> **ACTIVITY**:
Restate each entry below word for word, without skipping any.

[Items from a data source]
****************

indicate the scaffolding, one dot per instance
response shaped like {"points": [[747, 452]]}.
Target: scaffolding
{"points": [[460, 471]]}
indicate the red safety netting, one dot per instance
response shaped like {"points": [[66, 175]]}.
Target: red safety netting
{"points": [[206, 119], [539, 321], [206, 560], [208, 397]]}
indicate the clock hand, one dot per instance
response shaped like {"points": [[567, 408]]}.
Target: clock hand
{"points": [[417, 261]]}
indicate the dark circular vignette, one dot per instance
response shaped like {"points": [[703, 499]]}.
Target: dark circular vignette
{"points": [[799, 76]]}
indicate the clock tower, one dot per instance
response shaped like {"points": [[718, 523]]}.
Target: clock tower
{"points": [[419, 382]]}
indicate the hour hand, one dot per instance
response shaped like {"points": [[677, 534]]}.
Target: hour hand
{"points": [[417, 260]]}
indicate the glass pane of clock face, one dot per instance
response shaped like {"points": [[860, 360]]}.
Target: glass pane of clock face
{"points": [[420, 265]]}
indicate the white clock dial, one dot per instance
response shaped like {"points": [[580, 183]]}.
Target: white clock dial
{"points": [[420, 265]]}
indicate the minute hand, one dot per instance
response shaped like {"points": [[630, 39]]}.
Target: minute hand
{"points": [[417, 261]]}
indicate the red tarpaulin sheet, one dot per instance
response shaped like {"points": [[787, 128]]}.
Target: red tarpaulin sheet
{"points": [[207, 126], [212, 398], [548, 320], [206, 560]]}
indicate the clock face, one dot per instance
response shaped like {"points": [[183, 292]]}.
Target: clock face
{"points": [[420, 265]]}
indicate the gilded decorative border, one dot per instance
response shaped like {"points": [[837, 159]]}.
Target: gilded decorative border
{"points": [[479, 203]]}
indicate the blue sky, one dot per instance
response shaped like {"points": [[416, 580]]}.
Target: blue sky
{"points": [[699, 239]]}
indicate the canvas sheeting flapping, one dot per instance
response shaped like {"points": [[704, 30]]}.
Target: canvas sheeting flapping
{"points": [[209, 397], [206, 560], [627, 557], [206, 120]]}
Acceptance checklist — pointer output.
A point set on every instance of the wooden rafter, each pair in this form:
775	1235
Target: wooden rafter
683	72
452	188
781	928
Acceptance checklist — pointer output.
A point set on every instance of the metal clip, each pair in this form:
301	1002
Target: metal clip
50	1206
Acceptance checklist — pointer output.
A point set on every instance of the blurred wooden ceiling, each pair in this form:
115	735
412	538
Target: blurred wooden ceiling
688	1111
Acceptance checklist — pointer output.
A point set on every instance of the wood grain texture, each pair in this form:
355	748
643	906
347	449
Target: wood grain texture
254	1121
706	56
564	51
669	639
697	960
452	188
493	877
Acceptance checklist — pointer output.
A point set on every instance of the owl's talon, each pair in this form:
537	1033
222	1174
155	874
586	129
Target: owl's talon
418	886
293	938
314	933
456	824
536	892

****************

> **YOUR RESPONSE**:
indicate the scaffolding, one dot per instance
response shaped like {"points": [[747, 452]]}.
Target: scaffolding
{"points": [[460, 471]]}
indicate the red safety netting, one dot per instance
response shaped like {"points": [[66, 175]]}.
Target: red safety netting
{"points": [[206, 119], [539, 321], [206, 560], [208, 397]]}
indicate the clock hand, one dot per instance
response shaped like {"points": [[567, 408]]}.
Target: clock hand
{"points": [[417, 261]]}
indicate the dark circular vignette, one dot per instance
response shaped like {"points": [[703, 499]]}.
Target: dark circular vignette
{"points": [[799, 76]]}
indicate the clock tower, one dot per instance
response shaped like {"points": [[718, 523]]}.
Target: clock tower
{"points": [[419, 382]]}
indicate the hour hand, one dot per instance
response shaped like {"points": [[677, 534]]}.
Target: hour hand
{"points": [[417, 260]]}
indicate the glass pane of clock face, one dot per instance
response shaped like {"points": [[860, 360]]}.
Target: glass pane of clock face
{"points": [[420, 265]]}
indicate the white clock dial, one dot per instance
response shaped like {"points": [[580, 183]]}.
Target: white clock dial
{"points": [[420, 265]]}
indicate the minute hand, one dot per instance
response shaped like {"points": [[630, 39]]}.
Target: minute hand
{"points": [[417, 261]]}
indicate the red tarpaulin sheet, one dot per instance
response shaped like {"points": [[787, 128]]}.
Target: red tarpaulin sheet
{"points": [[207, 126], [212, 398], [548, 320], [206, 560]]}
indicate the clock face, one dot per instance
response shaped like {"points": [[183, 292]]}.
Target: clock face
{"points": [[420, 265]]}
indicate the gilded decorative border, one dot per instance
response shaped like {"points": [[837, 159]]}.
Target: gilded decorative border
{"points": [[479, 203]]}
indicate the blue sky, one dot per instance
response shaped like {"points": [[416, 580]]}.
Target: blue sky
{"points": [[699, 239]]}
indicate the canvas sheeting flapping, one dot per instance
response shaped like {"points": [[704, 30]]}.
Target: canvas sheeting flapping
{"points": [[209, 397], [206, 560], [627, 557], [206, 120]]}
Acceptance checklist — pointer output.
A point set on every instance of the wooden rafter, each pair in this form:
775	1235
Target: wooden rafter
683	72
452	188
781	928
Acceptance checklist — pointer output.
A point set on every instance of the metal clip, each pair in this form:
301	1002
Target: metal clip
50	1206
Acceptance checklist — pointer output.
A point set on every instance of the blurred wooden ceiling, each pair in this form:
115	735
412	538
Target: blurred wooden ceiling
688	1111
Acceptance checklist — pointer output.
A point set on every instance of the wood grain texture, each pair in this form:
355	748
643	906
347	449
Target: wood grain texture
254	1121
706	56
564	51
669	639
697	960
452	188
493	877
Acceptance checklist — pointer output.
A point set on every instance of the owl's talon, each pair in this form:
537	1033
222	1174
155	874
586	129
Target: owl's talon
418	886
293	938
314	933
456	824
536	892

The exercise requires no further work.